• [Source text]
━━━━━━━━━━
Have you read this book?
Stephen King has always generated mixed reactions for me. I think his best form is the short–he’s written some truly wonderful short stories and novellas. In my mind, his success with book length fiction has been somewhat spotty. Note that in this case I’m not defining success in terms of financial gain, but in how much I enjoyed the book.
The Stand is one of my all time favorites. Sure, it has it’s problems, but as far as end-of-the-world books goes, it’s top notch. Other King works have been less successful for me, and some (such as The Girl Who Loved Tom Gordon or Gerald’s Game) were just downright bad.
Still, I must be infected at some level with the King virus, because when a new book comes out, I dutiful wait for the paperback and then buy it.
━━━━━━━━━━
• [Data excerpts]
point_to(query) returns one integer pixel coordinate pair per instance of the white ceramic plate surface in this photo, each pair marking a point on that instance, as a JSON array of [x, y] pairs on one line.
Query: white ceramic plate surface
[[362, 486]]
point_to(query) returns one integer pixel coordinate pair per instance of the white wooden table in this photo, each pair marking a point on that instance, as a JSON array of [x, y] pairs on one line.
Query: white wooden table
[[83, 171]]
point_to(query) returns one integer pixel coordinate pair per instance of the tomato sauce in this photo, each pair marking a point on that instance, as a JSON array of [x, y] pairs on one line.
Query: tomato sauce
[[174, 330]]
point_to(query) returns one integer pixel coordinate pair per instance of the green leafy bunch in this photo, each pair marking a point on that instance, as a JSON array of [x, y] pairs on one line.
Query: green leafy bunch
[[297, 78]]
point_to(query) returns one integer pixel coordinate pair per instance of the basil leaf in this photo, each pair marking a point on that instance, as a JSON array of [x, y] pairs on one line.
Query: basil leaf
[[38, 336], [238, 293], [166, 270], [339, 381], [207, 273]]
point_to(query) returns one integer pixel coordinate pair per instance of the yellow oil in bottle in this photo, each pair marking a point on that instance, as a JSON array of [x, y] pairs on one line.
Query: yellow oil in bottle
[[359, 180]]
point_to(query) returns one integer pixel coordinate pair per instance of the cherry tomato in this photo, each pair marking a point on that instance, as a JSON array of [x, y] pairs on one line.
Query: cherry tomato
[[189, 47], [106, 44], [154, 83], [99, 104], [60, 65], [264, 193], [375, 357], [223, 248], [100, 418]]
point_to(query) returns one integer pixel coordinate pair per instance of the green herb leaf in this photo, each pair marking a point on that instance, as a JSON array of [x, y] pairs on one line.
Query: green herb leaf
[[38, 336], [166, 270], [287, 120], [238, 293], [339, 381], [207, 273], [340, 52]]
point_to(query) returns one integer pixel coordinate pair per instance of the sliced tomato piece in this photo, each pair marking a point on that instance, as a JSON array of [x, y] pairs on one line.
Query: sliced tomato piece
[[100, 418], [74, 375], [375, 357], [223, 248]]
━━━━━━━━━━
• [What you will do] In the Stephen King text, which two King novels does the writer call downright bad?

• [Exercise result] The Girl Who Loved Tom Gordon and Gerald's Game.